WHAT THE TASK REQUIRES
Could you return every line of the records below that contains the word "shirt"?

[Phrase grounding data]
· · ·

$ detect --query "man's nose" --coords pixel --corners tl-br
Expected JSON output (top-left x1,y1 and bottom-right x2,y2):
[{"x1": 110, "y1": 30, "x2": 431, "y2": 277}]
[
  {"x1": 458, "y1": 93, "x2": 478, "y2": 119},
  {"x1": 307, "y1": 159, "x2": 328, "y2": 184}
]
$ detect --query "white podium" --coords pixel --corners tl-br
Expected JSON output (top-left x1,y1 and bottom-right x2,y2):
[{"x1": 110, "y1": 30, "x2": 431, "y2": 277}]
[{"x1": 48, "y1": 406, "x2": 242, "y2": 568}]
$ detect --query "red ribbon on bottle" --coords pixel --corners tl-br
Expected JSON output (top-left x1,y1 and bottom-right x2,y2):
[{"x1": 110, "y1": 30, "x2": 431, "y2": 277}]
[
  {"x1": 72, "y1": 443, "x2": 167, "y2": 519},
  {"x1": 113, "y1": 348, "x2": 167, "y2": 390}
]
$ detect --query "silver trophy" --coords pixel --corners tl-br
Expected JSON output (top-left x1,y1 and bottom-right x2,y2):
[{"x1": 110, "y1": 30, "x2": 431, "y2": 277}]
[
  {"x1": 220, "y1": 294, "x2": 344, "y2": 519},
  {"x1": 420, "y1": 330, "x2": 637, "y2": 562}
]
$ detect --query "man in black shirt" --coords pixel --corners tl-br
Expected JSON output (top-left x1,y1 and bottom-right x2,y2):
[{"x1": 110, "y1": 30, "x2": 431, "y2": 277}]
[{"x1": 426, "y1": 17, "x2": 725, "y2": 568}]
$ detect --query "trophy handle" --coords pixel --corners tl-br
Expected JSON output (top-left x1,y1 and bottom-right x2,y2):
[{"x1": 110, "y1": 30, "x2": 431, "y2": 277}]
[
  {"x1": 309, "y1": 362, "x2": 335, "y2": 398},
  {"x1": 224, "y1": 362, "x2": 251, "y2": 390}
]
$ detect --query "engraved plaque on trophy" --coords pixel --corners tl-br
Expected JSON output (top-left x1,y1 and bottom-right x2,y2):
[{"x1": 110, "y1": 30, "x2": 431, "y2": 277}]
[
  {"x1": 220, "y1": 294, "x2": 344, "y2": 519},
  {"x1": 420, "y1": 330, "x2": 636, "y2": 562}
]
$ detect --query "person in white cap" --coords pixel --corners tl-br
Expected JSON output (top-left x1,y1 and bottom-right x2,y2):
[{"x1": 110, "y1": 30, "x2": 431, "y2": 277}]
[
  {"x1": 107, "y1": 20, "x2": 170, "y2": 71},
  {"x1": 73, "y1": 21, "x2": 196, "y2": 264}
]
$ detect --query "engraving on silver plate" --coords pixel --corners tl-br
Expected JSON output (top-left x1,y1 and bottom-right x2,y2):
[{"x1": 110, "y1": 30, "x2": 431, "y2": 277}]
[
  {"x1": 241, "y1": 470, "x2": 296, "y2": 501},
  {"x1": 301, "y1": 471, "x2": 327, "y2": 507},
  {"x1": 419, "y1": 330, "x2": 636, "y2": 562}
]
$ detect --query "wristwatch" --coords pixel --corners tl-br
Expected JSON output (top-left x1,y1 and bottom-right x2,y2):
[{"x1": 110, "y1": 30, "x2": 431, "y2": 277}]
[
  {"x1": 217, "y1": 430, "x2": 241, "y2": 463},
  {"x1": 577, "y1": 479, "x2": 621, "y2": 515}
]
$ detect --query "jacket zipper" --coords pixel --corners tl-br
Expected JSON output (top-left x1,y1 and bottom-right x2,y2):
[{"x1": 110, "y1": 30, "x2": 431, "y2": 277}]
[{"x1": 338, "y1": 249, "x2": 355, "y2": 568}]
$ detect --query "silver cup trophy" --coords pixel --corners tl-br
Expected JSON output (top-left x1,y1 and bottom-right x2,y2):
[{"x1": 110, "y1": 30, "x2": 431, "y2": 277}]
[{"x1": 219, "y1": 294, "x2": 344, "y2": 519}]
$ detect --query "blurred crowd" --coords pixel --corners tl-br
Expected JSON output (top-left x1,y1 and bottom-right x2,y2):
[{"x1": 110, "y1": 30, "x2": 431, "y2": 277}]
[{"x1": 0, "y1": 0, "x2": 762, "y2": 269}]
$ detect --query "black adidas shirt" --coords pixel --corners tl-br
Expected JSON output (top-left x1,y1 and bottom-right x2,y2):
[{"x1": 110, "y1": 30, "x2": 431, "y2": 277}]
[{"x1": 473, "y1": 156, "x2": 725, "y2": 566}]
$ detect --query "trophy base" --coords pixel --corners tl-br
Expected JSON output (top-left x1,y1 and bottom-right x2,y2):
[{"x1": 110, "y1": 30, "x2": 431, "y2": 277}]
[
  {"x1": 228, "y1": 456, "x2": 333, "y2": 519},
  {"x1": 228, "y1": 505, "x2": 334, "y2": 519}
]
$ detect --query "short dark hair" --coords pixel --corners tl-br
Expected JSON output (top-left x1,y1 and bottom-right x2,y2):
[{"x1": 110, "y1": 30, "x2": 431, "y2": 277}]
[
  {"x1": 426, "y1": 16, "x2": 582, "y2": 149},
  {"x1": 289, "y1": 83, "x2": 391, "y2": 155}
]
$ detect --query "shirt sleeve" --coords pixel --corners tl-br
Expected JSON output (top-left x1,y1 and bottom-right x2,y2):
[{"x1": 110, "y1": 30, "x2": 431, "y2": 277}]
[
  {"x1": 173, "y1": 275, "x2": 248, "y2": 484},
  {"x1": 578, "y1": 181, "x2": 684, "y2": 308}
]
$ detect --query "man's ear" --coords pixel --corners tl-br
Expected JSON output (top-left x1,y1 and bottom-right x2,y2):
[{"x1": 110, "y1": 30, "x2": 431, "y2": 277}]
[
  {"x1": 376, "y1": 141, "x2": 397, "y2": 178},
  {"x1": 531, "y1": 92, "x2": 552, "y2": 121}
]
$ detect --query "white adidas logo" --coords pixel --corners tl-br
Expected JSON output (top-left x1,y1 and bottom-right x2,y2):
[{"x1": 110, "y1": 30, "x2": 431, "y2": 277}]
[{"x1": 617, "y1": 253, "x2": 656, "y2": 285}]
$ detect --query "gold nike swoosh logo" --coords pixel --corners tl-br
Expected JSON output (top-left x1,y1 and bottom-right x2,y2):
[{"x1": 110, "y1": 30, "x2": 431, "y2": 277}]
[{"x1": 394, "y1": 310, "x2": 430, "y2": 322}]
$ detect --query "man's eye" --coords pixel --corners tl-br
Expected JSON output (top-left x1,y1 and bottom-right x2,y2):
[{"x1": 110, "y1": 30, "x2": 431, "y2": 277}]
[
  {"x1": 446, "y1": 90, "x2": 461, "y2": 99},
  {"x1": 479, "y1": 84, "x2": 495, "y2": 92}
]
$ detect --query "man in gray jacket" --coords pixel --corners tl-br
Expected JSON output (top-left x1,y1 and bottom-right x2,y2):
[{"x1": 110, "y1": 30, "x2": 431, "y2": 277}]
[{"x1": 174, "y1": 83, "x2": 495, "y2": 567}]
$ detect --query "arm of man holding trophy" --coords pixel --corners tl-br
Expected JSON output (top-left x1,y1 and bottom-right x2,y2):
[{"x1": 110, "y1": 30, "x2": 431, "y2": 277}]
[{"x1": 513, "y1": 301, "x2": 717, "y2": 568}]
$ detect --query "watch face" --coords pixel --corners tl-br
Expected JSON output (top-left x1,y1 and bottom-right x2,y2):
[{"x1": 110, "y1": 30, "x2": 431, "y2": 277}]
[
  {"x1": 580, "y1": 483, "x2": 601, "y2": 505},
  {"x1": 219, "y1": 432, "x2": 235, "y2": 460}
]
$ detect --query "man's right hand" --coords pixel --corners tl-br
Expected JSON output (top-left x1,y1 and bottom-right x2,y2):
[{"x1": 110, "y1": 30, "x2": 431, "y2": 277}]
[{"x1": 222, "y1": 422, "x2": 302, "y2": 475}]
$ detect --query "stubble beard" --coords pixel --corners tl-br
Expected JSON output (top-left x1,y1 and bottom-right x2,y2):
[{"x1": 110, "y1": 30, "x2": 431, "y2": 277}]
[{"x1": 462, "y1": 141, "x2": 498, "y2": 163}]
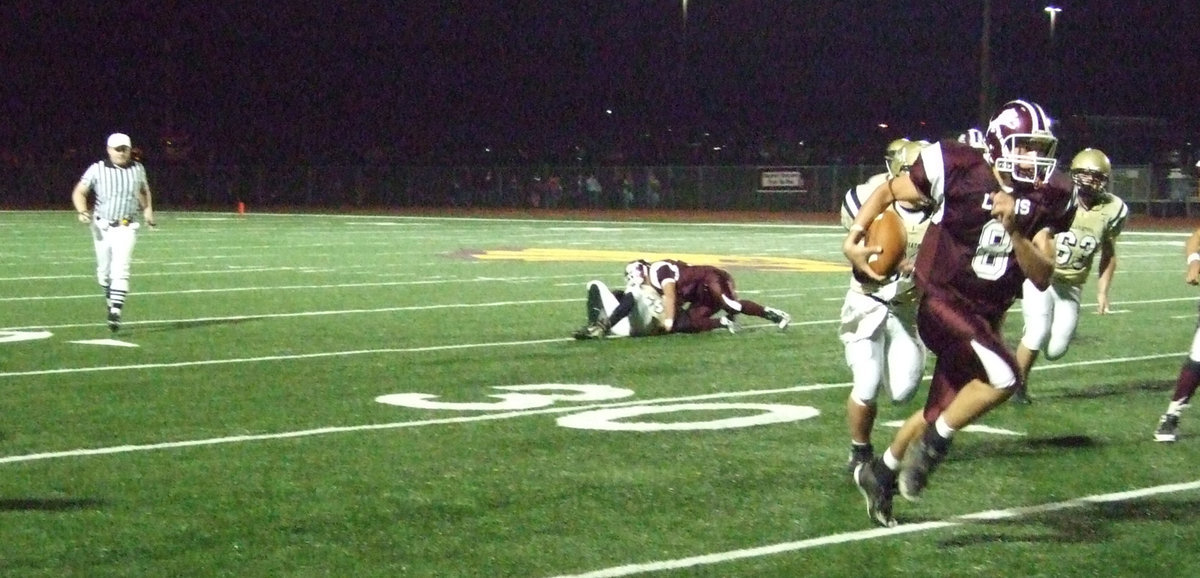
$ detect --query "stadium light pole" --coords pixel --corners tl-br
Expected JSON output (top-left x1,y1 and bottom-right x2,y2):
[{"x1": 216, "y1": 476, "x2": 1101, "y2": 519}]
[
  {"x1": 1044, "y1": 6, "x2": 1062, "y2": 41},
  {"x1": 978, "y1": 0, "x2": 993, "y2": 131},
  {"x1": 1044, "y1": 6, "x2": 1062, "y2": 109}
]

· · ·

WRITTEN SOLUTION
$ detect --query "man in black shirt" --coords pixel --corners tl-br
$ detect --query "black adidas shirt" --coords pixel --corners tl-br
$ detect --query "shirt sleeve" --coords pixel --corners tl-br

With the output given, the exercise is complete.